Work order:
From the data below, return each line in which the string "seat" is found.

┌─ Listed records

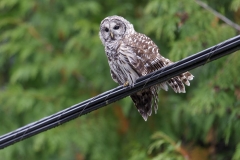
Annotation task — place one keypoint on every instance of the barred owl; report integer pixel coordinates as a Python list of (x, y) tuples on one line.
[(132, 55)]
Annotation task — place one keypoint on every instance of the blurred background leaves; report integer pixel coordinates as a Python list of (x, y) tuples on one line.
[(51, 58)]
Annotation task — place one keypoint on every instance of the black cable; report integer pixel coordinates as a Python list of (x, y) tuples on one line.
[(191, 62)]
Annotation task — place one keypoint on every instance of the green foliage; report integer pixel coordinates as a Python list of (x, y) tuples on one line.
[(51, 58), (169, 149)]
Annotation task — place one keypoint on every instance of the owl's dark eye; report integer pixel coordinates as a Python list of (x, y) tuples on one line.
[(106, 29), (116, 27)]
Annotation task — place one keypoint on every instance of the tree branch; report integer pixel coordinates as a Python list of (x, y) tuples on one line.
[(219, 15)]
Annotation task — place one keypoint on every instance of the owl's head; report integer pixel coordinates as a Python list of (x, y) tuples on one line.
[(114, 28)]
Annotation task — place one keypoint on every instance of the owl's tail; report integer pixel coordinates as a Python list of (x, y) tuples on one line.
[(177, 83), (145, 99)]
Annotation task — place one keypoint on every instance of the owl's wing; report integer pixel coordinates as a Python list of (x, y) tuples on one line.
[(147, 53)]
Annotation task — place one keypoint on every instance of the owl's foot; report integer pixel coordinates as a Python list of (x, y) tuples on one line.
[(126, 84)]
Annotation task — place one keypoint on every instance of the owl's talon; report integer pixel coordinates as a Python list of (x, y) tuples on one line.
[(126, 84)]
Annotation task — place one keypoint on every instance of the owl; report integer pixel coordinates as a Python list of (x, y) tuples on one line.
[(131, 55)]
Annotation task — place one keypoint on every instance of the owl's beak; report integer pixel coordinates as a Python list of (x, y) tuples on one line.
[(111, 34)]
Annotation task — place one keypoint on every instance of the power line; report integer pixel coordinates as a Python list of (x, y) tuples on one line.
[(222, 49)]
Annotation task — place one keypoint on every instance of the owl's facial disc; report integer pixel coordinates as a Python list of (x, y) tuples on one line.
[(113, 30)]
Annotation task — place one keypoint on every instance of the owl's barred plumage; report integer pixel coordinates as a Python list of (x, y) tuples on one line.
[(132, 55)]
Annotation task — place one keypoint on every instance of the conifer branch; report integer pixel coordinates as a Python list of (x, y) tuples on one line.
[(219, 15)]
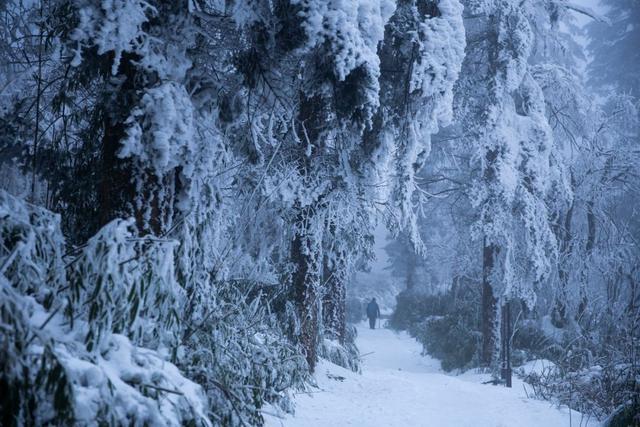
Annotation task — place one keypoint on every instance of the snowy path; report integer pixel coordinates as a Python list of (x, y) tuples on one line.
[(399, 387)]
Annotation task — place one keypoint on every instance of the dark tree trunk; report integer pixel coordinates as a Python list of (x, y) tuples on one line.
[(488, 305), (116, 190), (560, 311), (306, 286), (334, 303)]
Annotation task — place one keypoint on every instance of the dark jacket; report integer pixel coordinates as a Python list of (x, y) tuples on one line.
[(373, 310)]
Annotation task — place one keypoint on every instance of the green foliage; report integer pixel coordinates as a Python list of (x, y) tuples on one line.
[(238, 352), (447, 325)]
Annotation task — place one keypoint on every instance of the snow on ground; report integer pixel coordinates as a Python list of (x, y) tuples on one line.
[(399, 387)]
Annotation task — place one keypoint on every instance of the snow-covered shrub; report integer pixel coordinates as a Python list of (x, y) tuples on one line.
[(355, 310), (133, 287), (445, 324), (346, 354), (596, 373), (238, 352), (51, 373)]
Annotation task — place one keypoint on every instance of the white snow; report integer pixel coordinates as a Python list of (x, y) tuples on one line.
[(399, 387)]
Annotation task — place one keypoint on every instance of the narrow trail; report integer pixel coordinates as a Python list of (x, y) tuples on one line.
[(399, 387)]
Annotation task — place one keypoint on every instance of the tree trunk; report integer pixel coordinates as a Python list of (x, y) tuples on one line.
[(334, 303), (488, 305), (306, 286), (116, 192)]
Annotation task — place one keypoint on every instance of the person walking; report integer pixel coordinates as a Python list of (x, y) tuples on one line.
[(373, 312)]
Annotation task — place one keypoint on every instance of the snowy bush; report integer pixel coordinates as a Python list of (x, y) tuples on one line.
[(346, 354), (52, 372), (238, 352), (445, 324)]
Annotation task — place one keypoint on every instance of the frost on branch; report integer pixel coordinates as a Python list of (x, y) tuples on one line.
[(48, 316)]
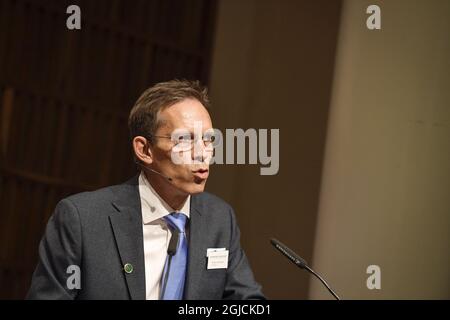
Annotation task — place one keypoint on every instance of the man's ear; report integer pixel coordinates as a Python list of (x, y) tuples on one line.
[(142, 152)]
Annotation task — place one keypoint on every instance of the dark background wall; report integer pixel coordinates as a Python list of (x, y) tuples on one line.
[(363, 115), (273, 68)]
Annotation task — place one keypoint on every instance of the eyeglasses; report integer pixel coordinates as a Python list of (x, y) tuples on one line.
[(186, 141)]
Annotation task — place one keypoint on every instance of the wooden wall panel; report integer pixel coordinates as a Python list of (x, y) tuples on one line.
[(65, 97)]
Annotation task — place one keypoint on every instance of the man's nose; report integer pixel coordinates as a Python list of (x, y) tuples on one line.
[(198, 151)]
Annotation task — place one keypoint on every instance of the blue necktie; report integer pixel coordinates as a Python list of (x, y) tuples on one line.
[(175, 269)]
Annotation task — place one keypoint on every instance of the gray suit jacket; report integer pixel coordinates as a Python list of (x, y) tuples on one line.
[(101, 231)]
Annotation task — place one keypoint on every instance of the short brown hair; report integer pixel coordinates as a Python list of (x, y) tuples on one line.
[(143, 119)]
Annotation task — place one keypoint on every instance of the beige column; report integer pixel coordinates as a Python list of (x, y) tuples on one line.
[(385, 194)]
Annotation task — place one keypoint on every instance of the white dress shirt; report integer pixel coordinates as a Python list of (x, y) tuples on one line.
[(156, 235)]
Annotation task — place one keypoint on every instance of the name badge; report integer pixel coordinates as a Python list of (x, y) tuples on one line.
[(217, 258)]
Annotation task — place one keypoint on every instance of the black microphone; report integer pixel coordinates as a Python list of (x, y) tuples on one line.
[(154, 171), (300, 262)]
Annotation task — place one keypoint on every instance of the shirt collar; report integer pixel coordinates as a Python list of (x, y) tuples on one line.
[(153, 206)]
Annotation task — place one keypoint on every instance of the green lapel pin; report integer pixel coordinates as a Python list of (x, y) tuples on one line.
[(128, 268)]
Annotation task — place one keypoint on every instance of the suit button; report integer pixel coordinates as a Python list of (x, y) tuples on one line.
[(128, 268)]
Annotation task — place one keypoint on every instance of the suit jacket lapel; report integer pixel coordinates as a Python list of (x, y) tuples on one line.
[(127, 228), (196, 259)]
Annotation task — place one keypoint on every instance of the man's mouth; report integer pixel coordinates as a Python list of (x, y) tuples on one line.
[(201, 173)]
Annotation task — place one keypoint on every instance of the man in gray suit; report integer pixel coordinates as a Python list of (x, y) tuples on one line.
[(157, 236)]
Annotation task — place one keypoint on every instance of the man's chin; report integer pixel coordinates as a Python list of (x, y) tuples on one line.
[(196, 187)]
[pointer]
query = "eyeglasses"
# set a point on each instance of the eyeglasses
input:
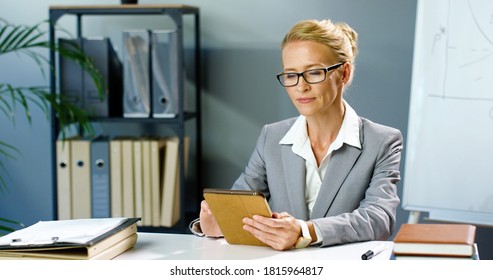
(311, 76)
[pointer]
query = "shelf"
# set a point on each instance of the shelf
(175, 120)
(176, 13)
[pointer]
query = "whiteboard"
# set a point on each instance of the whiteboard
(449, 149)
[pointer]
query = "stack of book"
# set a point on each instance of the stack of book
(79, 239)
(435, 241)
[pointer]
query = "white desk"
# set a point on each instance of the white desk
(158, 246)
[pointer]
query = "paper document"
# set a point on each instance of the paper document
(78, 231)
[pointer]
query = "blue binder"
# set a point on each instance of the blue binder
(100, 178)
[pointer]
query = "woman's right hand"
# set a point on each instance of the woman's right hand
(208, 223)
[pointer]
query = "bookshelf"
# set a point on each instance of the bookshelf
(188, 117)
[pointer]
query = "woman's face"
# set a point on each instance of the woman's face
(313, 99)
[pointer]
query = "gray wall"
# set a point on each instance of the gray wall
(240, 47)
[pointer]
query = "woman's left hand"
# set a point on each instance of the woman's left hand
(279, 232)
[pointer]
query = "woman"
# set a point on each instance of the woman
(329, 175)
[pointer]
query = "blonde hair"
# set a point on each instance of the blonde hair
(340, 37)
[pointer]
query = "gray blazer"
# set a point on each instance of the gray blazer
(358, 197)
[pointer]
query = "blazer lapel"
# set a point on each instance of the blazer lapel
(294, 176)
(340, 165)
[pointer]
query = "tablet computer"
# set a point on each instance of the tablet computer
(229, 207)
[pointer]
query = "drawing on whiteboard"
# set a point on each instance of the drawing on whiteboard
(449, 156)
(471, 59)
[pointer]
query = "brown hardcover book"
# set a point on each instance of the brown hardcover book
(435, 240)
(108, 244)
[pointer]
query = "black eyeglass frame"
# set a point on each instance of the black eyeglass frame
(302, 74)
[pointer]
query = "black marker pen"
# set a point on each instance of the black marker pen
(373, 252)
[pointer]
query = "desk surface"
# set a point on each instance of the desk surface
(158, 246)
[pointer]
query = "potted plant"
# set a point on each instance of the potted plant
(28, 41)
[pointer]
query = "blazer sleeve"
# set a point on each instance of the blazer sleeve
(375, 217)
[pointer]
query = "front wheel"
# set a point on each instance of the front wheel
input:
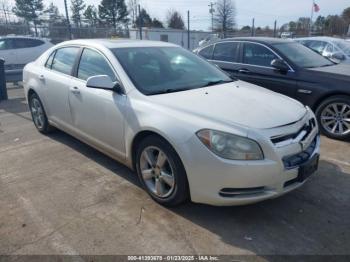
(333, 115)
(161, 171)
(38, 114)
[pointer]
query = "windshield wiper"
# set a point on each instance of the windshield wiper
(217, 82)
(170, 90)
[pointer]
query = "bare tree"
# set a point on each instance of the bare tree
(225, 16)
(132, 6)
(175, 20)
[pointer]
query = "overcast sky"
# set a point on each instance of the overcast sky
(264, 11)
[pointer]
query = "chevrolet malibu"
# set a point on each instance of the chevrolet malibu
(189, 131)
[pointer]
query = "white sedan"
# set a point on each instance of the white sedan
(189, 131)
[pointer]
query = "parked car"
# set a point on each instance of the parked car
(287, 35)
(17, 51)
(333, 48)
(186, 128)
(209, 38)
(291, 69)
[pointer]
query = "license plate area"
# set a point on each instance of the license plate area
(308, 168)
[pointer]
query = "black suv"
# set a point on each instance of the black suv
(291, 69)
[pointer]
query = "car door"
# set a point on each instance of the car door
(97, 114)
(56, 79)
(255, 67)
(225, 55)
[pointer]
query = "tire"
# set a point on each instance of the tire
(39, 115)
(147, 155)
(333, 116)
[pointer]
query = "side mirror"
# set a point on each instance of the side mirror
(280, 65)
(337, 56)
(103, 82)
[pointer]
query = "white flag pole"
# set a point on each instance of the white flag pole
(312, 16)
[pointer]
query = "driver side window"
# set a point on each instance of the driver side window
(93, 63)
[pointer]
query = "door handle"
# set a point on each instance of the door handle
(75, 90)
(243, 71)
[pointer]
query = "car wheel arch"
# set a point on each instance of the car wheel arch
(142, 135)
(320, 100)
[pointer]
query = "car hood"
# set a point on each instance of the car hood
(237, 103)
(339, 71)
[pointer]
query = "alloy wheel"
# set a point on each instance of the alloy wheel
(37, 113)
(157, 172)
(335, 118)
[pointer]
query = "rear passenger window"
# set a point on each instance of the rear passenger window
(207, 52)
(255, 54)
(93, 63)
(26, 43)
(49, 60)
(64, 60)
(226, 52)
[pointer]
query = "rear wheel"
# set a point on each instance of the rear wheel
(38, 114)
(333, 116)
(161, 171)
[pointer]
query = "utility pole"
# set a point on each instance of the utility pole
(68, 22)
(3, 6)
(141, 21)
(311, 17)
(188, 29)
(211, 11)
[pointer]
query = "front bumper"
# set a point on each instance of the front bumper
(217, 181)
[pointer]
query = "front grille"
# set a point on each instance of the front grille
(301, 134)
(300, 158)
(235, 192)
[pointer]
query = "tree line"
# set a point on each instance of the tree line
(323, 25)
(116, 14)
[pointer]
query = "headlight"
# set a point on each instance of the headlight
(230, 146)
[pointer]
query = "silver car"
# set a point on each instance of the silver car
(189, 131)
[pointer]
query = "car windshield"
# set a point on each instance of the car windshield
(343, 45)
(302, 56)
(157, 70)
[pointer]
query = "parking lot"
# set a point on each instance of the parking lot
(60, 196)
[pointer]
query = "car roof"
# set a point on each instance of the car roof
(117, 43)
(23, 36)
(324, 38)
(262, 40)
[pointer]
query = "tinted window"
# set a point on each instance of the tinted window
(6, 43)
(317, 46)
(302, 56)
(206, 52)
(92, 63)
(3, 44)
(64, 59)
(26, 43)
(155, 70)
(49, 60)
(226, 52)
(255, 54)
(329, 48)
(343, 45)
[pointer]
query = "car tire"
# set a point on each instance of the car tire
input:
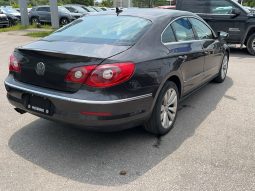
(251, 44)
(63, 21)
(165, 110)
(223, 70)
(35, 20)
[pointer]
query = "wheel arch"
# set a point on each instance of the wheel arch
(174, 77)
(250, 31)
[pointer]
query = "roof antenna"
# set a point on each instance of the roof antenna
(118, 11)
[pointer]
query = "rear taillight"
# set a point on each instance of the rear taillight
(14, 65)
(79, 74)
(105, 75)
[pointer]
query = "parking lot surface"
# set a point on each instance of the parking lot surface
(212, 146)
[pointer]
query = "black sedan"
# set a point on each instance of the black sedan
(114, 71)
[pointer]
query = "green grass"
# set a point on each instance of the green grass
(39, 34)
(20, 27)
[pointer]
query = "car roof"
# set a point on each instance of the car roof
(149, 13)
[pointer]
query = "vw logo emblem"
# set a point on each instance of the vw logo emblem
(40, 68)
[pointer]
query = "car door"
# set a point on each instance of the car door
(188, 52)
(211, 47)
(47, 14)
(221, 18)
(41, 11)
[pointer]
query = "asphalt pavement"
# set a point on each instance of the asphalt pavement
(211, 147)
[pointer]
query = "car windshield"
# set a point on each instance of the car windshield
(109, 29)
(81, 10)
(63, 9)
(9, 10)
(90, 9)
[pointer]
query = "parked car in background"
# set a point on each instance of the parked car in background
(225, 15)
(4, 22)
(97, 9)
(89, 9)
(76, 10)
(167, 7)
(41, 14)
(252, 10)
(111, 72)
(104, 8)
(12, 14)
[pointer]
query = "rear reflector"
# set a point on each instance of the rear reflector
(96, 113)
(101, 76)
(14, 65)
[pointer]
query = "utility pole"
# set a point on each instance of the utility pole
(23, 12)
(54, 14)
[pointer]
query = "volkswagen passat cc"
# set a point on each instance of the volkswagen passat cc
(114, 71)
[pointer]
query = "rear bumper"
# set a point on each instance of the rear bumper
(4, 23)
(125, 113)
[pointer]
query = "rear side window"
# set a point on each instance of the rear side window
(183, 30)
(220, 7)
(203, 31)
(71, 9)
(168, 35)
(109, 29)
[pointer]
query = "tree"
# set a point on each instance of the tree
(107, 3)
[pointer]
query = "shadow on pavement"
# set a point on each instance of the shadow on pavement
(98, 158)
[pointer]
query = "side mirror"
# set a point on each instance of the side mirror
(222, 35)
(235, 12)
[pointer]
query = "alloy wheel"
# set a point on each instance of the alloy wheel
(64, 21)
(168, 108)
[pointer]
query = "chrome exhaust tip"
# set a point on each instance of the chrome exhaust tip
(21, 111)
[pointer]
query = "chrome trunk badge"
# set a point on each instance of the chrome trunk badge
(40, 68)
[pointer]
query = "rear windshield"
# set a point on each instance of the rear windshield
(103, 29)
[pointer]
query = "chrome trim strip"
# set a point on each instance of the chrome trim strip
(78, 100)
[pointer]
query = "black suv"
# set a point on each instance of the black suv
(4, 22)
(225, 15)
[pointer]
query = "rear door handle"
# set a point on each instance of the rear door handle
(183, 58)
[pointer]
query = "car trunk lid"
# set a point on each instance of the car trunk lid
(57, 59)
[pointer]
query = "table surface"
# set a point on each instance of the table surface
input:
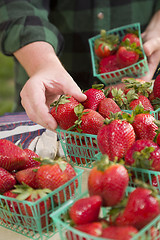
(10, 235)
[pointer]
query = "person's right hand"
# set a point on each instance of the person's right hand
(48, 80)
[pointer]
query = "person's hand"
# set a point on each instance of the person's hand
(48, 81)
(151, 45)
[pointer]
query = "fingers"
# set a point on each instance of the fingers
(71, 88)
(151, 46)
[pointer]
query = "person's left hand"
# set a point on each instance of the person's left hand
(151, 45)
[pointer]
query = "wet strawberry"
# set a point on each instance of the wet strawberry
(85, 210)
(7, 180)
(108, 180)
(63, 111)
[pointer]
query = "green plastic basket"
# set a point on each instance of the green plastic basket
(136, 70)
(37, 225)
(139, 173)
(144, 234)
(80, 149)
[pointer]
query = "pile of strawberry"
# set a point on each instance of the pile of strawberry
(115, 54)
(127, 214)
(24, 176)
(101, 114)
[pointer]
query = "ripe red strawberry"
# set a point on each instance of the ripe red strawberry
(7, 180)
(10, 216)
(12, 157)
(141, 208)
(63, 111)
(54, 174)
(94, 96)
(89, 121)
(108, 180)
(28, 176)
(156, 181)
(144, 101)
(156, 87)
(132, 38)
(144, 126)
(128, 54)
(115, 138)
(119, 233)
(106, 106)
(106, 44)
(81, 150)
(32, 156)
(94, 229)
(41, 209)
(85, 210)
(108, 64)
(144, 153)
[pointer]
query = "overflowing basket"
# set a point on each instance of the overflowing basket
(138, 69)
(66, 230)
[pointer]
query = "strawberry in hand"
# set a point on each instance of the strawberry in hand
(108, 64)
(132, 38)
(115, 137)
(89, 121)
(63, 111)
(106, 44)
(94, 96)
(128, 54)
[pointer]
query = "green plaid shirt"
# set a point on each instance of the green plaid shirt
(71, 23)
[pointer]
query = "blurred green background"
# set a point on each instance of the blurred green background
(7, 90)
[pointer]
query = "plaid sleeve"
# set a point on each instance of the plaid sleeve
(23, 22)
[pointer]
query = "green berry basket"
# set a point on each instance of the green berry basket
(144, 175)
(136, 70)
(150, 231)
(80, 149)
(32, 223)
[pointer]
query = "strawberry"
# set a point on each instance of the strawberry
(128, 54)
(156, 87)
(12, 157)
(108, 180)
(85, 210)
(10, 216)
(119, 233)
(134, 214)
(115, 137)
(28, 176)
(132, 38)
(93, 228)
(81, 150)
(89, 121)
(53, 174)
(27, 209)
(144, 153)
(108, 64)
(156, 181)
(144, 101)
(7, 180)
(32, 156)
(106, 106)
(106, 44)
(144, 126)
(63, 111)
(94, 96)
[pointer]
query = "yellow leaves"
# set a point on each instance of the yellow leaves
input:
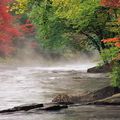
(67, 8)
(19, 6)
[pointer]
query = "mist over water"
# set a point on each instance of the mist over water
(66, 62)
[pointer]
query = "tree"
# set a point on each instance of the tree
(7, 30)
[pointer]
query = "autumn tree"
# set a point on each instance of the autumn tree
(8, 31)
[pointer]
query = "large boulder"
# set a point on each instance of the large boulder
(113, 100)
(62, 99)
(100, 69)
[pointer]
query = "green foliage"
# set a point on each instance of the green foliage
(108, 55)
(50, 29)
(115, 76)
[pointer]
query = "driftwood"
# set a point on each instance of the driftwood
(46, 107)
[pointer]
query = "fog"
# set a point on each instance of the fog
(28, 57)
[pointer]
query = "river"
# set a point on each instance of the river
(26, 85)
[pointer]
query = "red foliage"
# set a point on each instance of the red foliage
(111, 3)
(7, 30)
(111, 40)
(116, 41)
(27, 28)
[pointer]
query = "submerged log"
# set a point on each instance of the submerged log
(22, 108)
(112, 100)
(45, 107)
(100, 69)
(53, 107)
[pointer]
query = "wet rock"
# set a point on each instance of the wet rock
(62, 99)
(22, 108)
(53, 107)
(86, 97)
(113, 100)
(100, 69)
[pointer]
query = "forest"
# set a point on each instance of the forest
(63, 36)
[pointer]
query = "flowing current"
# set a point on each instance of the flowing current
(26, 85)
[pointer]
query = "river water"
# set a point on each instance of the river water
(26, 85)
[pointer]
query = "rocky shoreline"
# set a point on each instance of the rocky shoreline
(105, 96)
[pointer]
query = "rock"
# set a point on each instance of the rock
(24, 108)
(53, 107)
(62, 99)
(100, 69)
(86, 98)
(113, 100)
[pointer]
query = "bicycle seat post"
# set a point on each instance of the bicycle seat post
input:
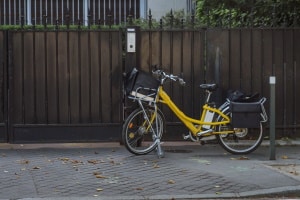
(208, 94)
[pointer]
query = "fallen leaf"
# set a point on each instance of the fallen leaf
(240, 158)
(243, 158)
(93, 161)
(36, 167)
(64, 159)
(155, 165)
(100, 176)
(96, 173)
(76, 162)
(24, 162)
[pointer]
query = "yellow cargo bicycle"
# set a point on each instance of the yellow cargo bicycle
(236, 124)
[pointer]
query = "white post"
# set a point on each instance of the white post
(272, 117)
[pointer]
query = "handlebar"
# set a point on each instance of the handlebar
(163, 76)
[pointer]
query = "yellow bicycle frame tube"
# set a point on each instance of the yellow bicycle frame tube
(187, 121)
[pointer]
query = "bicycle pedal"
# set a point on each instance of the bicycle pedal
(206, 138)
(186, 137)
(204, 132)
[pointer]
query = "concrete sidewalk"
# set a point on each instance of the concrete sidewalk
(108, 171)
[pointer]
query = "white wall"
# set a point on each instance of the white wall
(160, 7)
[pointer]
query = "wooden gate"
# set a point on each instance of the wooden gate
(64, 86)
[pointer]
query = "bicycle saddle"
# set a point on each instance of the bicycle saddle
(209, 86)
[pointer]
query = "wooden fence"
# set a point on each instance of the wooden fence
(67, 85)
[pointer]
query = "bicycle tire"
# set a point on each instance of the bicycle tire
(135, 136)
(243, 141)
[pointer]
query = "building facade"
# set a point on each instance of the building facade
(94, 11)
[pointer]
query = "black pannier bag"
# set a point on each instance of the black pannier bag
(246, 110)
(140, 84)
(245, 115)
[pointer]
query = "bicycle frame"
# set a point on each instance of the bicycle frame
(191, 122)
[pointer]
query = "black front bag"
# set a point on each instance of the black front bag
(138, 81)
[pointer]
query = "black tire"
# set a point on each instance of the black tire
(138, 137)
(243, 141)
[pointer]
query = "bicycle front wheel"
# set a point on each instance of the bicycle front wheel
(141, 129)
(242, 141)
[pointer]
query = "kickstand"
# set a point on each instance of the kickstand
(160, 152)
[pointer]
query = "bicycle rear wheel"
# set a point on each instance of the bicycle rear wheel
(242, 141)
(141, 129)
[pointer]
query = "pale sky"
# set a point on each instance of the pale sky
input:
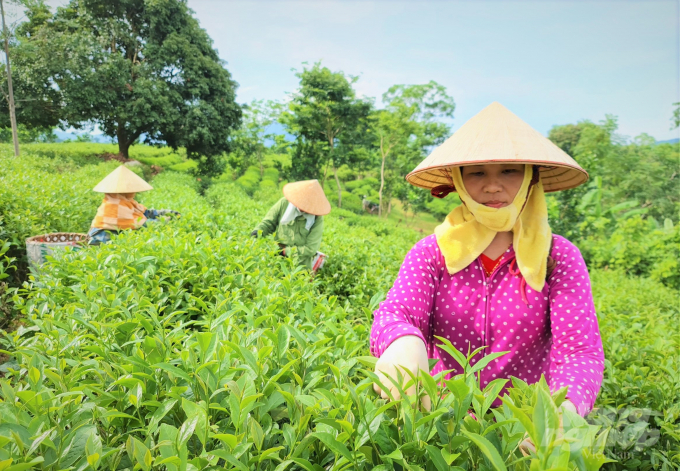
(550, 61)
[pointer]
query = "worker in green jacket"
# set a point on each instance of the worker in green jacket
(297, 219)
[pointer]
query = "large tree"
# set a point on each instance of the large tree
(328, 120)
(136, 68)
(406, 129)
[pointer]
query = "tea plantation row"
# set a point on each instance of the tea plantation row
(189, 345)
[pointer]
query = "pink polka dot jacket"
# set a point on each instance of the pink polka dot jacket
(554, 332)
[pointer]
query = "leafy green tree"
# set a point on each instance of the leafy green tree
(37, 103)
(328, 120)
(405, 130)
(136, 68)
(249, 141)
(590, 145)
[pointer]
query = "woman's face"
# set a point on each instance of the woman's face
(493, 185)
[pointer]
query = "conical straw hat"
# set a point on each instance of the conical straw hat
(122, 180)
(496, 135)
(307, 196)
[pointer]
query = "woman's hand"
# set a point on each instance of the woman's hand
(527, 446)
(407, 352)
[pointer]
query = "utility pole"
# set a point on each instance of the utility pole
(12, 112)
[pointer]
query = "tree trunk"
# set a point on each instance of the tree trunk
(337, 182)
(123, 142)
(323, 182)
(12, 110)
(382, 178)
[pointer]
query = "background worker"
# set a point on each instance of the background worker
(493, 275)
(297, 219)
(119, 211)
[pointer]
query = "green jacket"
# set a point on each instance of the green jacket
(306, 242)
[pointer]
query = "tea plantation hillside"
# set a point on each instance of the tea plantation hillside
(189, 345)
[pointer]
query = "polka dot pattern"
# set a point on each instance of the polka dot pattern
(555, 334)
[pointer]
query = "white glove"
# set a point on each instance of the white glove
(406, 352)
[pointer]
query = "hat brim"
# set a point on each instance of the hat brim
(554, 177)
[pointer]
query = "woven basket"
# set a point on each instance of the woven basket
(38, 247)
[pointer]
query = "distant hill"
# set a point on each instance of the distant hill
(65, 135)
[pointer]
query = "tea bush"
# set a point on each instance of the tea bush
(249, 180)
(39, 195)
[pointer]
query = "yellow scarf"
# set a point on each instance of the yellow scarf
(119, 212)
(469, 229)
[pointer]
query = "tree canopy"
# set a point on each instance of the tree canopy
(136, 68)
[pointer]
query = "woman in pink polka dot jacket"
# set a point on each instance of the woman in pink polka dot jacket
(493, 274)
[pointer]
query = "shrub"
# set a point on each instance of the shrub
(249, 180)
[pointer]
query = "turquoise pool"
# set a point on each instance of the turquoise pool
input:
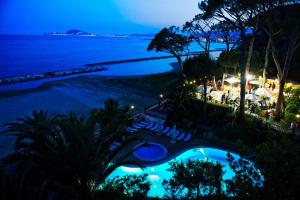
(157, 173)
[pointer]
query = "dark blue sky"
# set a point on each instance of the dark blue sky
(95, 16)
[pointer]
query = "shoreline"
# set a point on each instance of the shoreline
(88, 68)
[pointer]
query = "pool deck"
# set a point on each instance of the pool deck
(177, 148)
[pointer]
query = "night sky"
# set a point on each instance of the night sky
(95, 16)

└─

Answer for this exercise:
query = "bicycle seat post"
# set a point on each instance of the bicycle seat post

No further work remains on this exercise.